• SELECTED PASSAGE:

Clojurians Log v2

Key simplifications you can make (in thread to hide spoilers)

1. Seal up dead-ends (including doors that lead to dead ends) 2. Remove trivial key-door pairs, I think every puzzle set has a series of these in one path 3. Remove keys for which there are A. no doors and B. which are automatically retrieved en route to another key I suspect you should reduce the mazy to a dependency graph - the obvious route for mine can be worked out by hand and a couple of assisting tools (distance between points); I just haven't had the time yet. Of these, the first is the biggest aid to visualizing the shape of the data you've been given and understanding its quirks.

um, dj means dijkstra?

getting heavier, and I don't feel like i'm enjoying anymore 😢

These last few days get pretty hefty

One key optimization I used is that the state after getting keys a,b,c and b,a,c are the same. So if you have a fn shortest-path(curpos, collectedkeys) you can memoize it.

The second one is that I created a map from key/entrancepoint to the possible other keys with their distance and doors in between. You can compute this map once and use it to efficiently get the next possible steps given your current position(s) and collected keys

Well, took long enough. Spent way too much time parsing by hand which probably could have been spent manually encoding the maze coordinates. ... And that's just part one. Part two will have to come later, but I'm intrigued.

I lied, finished it. It was too interesting to resist. The changes aren't that significant between phases.

Sketching this one could be interesting... depends how many layers deep it goes.

today's is easier though. probably just because search space is

a tube, and you obviously have to use BFS, or you risk chasing infinity on very first path walk

that was fast. I wasted time debugging because of bug in outer-portal? fn, which I wrote first, and assumed it fails last :kappa:

Got behind a bit due to travel. Caught up today: Day 19 https://gitlab.com/dmarjenburgh/adventofcode/blob/a159992a5123919594d95471ed7fae0fd2afdbc8/src/adventofcode/year_2019.clj#L587-617 Day 20 https://gitlab.com/dmarjenburgh/adventofcode/blob/a159992a5123919594d95471ed7fae0fd2afdbc8/src/adventofcode/year_2019.clj#L619-663 Again searching on a grid, finding neighbours above,below,left and right. I’ve written that code so many times I’m wondering if I should find a way to reuse it 😄

That parsing was annoying. My first version had a bug because it read labels in the order away from the maze point .. But all labels read left-to-right or up-to-down.

• STORED DATA:
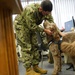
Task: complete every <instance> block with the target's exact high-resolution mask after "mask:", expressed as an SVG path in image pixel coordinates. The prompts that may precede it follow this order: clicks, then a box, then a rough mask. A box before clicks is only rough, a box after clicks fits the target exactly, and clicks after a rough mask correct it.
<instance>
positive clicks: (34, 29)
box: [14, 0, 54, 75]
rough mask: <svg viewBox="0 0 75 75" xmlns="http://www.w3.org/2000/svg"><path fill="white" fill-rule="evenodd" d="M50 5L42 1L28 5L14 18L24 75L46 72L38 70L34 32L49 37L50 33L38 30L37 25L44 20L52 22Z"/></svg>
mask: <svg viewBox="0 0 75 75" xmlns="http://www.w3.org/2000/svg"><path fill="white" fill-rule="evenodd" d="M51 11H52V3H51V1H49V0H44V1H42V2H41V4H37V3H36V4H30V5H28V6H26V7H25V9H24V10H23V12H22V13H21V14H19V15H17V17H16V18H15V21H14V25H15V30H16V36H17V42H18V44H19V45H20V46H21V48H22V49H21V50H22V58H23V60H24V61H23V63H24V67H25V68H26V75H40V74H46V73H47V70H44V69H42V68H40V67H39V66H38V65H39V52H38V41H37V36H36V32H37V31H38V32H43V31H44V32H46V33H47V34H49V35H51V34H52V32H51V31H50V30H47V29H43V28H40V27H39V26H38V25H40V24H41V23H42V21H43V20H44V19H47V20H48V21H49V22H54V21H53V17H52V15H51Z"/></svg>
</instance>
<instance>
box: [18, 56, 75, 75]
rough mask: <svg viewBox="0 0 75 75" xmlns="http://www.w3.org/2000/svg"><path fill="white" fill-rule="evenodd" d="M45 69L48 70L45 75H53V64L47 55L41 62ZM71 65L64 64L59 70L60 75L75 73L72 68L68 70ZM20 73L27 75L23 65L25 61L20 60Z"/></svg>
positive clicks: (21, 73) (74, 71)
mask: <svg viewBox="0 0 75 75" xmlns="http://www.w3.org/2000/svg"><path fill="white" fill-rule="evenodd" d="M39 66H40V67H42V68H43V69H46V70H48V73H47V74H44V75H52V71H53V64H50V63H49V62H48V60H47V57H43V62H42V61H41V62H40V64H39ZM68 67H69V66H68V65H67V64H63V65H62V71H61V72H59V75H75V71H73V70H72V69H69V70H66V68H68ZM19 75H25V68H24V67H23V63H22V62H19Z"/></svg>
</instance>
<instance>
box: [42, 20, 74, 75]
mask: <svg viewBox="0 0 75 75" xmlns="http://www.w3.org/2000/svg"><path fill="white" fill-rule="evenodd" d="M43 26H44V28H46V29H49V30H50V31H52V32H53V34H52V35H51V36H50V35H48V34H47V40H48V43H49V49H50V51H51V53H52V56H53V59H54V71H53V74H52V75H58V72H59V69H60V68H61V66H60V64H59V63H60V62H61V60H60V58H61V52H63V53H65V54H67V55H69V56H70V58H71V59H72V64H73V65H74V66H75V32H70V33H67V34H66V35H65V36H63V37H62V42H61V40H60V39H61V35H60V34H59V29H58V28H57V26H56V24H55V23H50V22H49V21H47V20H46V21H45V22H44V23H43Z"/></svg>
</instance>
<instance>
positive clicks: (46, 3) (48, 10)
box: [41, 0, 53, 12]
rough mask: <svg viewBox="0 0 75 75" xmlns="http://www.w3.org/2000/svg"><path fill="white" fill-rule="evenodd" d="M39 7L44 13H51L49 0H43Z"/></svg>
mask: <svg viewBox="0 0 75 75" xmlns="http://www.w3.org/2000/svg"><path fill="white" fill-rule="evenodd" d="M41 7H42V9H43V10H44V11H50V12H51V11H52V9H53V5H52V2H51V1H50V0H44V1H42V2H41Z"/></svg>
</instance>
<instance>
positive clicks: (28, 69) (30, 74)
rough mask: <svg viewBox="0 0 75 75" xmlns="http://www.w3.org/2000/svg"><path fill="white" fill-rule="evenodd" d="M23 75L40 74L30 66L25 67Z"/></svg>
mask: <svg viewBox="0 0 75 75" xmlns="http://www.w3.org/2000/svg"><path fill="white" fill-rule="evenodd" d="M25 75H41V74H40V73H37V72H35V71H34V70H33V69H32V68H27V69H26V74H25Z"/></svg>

...

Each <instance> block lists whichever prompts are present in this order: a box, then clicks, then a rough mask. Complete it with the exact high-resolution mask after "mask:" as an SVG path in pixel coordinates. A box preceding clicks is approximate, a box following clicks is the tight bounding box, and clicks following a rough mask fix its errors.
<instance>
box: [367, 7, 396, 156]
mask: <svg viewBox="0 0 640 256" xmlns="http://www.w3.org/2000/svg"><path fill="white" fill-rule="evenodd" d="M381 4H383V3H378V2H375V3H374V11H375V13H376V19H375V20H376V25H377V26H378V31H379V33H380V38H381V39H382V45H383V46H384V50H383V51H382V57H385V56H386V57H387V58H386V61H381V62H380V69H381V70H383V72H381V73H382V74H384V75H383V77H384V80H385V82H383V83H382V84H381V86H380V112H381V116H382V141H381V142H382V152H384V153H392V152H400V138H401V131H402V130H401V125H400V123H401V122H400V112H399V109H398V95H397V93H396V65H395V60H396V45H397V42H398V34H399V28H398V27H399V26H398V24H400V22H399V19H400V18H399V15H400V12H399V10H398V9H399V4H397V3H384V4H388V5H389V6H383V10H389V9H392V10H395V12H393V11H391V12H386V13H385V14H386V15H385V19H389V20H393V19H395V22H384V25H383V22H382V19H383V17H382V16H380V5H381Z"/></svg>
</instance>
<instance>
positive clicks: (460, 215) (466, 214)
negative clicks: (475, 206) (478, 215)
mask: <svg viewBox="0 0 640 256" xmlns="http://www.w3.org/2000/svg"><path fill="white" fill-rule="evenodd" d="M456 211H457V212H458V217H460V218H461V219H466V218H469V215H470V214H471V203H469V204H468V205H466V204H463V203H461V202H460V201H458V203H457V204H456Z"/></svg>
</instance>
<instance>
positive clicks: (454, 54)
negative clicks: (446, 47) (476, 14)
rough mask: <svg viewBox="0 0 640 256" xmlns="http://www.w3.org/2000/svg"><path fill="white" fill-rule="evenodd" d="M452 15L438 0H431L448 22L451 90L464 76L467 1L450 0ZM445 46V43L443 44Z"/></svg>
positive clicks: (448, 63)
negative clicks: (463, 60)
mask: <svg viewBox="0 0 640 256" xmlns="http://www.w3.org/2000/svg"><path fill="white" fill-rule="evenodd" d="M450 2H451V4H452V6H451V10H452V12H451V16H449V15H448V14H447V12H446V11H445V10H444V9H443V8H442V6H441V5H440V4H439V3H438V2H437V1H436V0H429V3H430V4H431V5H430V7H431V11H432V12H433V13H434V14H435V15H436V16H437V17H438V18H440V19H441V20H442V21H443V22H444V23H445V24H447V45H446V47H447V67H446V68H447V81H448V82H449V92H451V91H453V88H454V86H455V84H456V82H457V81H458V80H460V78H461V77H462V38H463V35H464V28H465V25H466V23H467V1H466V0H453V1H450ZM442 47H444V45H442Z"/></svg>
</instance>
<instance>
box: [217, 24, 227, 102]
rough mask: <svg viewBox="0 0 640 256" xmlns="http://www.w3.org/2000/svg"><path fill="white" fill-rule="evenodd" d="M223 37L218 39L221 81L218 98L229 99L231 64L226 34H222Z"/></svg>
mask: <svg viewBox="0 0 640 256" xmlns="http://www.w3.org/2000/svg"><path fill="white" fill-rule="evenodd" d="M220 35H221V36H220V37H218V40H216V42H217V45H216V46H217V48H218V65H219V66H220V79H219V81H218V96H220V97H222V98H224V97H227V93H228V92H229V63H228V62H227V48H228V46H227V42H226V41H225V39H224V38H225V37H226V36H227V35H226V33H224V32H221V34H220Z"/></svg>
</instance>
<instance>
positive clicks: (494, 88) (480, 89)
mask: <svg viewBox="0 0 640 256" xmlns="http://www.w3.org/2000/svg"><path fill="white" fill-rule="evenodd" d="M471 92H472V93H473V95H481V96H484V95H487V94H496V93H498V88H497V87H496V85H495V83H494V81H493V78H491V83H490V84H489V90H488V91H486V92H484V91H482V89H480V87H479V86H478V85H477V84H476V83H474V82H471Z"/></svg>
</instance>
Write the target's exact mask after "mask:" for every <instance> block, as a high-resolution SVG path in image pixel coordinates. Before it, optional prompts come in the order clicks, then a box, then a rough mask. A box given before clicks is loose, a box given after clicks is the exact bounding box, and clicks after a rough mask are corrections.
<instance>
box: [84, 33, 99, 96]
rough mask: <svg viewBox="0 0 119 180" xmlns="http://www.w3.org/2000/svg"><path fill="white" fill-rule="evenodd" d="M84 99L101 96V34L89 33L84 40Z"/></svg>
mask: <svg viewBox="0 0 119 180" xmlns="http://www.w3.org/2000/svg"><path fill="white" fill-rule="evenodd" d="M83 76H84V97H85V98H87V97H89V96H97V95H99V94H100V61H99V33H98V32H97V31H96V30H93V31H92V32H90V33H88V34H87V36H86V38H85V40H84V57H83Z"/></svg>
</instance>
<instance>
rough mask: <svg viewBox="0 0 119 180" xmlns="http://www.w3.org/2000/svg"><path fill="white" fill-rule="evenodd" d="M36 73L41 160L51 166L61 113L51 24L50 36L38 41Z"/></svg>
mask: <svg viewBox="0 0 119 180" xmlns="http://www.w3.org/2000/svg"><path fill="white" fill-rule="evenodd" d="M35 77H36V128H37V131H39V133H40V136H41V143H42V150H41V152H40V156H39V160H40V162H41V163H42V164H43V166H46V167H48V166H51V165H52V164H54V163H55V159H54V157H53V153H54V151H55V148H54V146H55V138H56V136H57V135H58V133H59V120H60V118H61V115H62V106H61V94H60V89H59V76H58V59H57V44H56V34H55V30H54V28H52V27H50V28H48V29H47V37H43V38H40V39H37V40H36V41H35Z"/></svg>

• EXERCISE REQUIREMENTS:
**a.** In the forum thread, which two key-collection states does the poster say are the same, allowing the shortest-path function to be memoized?
**b.** Rewrite the forum thread's paragraph beginning "1. Seal up dead-ends" as a short bulleted list that keeps its main points.

• RESPONSES PER TASK:
**a.** The state after getting keys a, b, c and the state after getting keys b, a, c.

**b.**
- Seal up dead ends, including doors that lead to dead ends. This is the biggest aid to seeing the shape of the data and its quirks.
- Remove trivial key-door pairs. Every puzzle set probably has a series of these in one path.
- Remove keys that have no doors and are picked up automatically on the way to another key.
- Reduce the maze to a dependency graph. The obvious route can be worked out by hand with a couple of helper tools, such as one for the distance between points.